Could you give back the whole listing exactly as written?
******
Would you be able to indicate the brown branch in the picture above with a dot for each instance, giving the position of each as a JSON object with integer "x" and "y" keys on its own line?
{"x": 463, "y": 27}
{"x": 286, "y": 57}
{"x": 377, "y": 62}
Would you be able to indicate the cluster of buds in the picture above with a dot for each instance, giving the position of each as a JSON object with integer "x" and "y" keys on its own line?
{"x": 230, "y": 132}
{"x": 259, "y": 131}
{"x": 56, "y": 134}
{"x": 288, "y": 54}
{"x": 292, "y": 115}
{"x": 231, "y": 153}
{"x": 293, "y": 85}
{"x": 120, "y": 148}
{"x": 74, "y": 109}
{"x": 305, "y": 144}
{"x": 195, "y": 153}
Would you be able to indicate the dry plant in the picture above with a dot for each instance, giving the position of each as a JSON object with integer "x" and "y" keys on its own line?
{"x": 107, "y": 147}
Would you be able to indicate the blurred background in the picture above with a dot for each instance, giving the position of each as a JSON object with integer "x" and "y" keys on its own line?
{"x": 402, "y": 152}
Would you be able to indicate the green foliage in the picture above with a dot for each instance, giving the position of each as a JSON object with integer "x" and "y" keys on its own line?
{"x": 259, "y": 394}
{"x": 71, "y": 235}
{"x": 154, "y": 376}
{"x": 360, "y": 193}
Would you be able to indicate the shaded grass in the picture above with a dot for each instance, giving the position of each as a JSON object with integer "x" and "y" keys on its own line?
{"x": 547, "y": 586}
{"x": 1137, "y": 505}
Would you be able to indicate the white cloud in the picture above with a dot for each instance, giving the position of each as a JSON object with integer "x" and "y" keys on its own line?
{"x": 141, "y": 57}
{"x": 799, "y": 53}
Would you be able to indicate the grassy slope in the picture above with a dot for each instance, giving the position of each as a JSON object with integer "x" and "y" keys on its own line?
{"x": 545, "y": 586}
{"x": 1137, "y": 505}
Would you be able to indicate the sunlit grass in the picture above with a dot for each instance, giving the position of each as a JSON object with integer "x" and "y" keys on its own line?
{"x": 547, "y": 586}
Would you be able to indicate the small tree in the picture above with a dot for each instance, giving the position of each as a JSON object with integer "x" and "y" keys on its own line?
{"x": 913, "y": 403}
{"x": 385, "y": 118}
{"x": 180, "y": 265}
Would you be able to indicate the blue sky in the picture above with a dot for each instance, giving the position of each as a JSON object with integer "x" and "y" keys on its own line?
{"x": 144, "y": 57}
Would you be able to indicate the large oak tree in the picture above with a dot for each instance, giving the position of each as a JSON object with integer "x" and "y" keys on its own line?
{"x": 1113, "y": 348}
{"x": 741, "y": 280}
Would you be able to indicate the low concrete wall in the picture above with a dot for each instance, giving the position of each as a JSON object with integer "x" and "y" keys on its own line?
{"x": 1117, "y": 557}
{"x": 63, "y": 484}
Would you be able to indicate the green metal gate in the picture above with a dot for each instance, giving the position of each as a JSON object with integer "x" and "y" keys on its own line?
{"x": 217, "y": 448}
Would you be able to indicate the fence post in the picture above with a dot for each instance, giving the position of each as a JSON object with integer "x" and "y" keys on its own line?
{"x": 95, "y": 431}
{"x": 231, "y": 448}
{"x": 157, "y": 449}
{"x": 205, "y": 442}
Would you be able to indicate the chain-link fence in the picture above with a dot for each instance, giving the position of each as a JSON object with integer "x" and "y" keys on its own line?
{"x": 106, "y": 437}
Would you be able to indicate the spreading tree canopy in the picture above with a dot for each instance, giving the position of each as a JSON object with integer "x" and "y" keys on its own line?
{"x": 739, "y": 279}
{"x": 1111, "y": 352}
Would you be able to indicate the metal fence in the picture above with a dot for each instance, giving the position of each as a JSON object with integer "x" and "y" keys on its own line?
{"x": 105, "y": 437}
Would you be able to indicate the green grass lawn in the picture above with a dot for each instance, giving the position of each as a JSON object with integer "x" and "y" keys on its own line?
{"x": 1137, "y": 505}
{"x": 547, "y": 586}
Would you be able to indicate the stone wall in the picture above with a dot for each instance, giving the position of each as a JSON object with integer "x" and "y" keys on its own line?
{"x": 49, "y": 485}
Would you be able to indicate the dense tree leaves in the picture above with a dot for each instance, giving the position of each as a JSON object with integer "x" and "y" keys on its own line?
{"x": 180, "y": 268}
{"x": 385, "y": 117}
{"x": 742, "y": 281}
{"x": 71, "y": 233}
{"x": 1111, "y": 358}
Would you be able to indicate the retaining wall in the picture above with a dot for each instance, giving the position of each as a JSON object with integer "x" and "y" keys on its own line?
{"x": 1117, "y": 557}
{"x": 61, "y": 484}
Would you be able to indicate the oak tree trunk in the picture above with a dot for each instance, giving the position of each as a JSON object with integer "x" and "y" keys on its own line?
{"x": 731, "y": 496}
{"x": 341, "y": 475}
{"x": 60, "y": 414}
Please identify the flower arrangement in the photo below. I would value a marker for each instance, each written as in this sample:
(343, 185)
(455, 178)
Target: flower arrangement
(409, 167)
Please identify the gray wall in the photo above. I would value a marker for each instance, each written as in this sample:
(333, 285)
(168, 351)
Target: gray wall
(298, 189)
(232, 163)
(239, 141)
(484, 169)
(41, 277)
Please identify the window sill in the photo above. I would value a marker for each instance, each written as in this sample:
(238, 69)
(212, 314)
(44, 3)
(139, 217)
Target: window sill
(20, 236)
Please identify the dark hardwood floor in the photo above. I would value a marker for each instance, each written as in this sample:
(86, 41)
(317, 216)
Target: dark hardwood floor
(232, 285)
******
## REPLY:
Would you be able to indicate the brown branch in the picture above with a dot for each instance, giving the position of each as a JSON object with integer "x" and "y" keys on its own line?
{"x": 463, "y": 27}
{"x": 286, "y": 57}
{"x": 377, "y": 62}
Would you be able to indicate the cluster of buds in the picture above with a dot for each instance, giving the position of each as a JSON object with integer "x" and "y" keys on its own line?
{"x": 230, "y": 132}
{"x": 259, "y": 131}
{"x": 56, "y": 134}
{"x": 288, "y": 54}
{"x": 292, "y": 115}
{"x": 231, "y": 153}
{"x": 293, "y": 85}
{"x": 120, "y": 148}
{"x": 74, "y": 109}
{"x": 305, "y": 144}
{"x": 195, "y": 153}
Would you be able to indicate the dry plant in the picture above with a dot for each instance, giving the position of each as a JSON object with integer "x" and "y" keys on its own line?
{"x": 107, "y": 147}
Would you be able to indicate the blurred background in the picture above with a dot for each instance, giving the position of each as a JSON object with integer "x" and "y" keys on its own line?
{"x": 402, "y": 152}
Would you be able to indicate the green foliage in the picture above with a dot for each instance, giving the position of each as a JSON object with integer "x" and "y" keys on its own line?
{"x": 259, "y": 394}
{"x": 71, "y": 235}
{"x": 154, "y": 376}
{"x": 360, "y": 193}
Would you be able to indicate the shaded grass in the picture above with a dot for each instance, giving the position of each as a JSON object with integer "x" and "y" keys on its own line?
{"x": 547, "y": 586}
{"x": 1137, "y": 505}
Would you be able to indicate the white cloud in the picture above with a dot for each instance, giving the position of each as a JSON object with integer "x" and "y" keys on its own line?
{"x": 141, "y": 57}
{"x": 799, "y": 53}
Would you be able to indicate the grassy slope in the picture above with a dot for each instance, giving the position of each as a JSON object with integer "x" and "y" keys on its own line?
{"x": 545, "y": 586}
{"x": 1137, "y": 505}
Would you be able to indicate the sunlit grass in the picture above with a dot for each instance, giving the position of each as a JSON object with integer "x" and "y" keys on its own line?
{"x": 547, "y": 586}
Would you be able to indicate the small tree in the picture above with a dot for each instance, giving the position of each as a JSON object with integer "x" and "y" keys on its own line?
{"x": 913, "y": 403}
{"x": 385, "y": 118}
{"x": 180, "y": 265}
Would you be able to indicate the blue sky in the picture above with a dot for each instance, giving the position of each as a JSON object with integer "x" and "y" keys on its own line?
{"x": 144, "y": 57}
Would you be able to indicate the large oak tree in the picture above with a dot for each instance, giving the position of each as a JSON object with integer "x" and "y" keys on its own line?
{"x": 1113, "y": 348}
{"x": 741, "y": 280}
Would you be able to indicate the low concrete wall in the picture above with a dot for each instance, giving the position of each as a JSON object with integer "x" and "y" keys on its own line?
{"x": 1117, "y": 557}
{"x": 63, "y": 484}
Would you be able to indicate the green metal gate in the picture above with a dot for each instance, giving the position of each as a JSON object with integer "x" and "y" keys on its own line?
{"x": 217, "y": 448}
Would you be able to indicate the fence post in the picture above with a dot for each instance, giving the position of each as a JSON object with integer "x" and "y" keys on its own line?
{"x": 95, "y": 431}
{"x": 231, "y": 448}
{"x": 157, "y": 449}
{"x": 205, "y": 442}
Would you be able to indicate the chain-link fence in the picture above with a dot for each instance, giving the position of each as a JSON object with integer "x" and "y" keys on its own line?
{"x": 106, "y": 437}
Would you be able to indicate the spreading tree canopy in the picture above with a dot for each instance, giving the position of each as a JSON object with integer "x" and "y" keys on its own line?
{"x": 739, "y": 279}
{"x": 1111, "y": 352}
Would you be able to indicate the metal fence in the picture above with a dot for each instance, giving the position of each as a JSON object with integer "x" and "y" keys on its own line?
{"x": 105, "y": 437}
Would you be able to indicate the green grass lawn in the picture above with a dot for each instance, giving the position of each as a JSON object with integer "x" and "y" keys on its own line?
{"x": 1137, "y": 505}
{"x": 547, "y": 586}
Would you be able to indicate the stone wall in the picture above with a dot for each instance, giving the position of each as a JSON object with integer "x" and "y" keys on its own line?
{"x": 49, "y": 485}
Would you be able to indicate the dense tree leaves in the picture above with a dot for each instance, giving the position of each as a JSON object with integer "x" and "y" keys on its own line?
{"x": 180, "y": 268}
{"x": 385, "y": 117}
{"x": 742, "y": 281}
{"x": 71, "y": 233}
{"x": 1111, "y": 358}
Would you be able to indicate the retaining wall in the picture above with a dot for each instance, giving the position of each as a JSON object with integer "x" and "y" keys on its own line?
{"x": 1117, "y": 557}
{"x": 61, "y": 484}
Would you be able to indicate the oak tree trunk in the picture above with a dot for each instance, giving the position of each as a JSON object with integer "x" and "y" keys on its own line?
{"x": 731, "y": 496}
{"x": 341, "y": 475}
{"x": 60, "y": 414}
Please identify the flower arrangement in the photo below. I would value a marker for each instance, each written as in this sample:
(343, 185)
(455, 178)
Target: flower arrangement
(409, 167)
Please identify the gray wall in the photo above. I would value a marker for each instance, each written as in this sample:
(333, 285)
(168, 351)
Target: gray wall
(298, 189)
(232, 163)
(239, 141)
(484, 169)
(41, 277)
Please identify the window sill in the photo above. I would value a marker for each instance, each written as in this sample:
(238, 69)
(212, 314)
(44, 3)
(139, 217)
Target: window sill
(20, 236)
Please identify the dark hardwood floor in the photo above. I would value a marker for each instance, each written as in this sample:
(86, 41)
(317, 216)
Target: dark hardwood floor
(232, 285)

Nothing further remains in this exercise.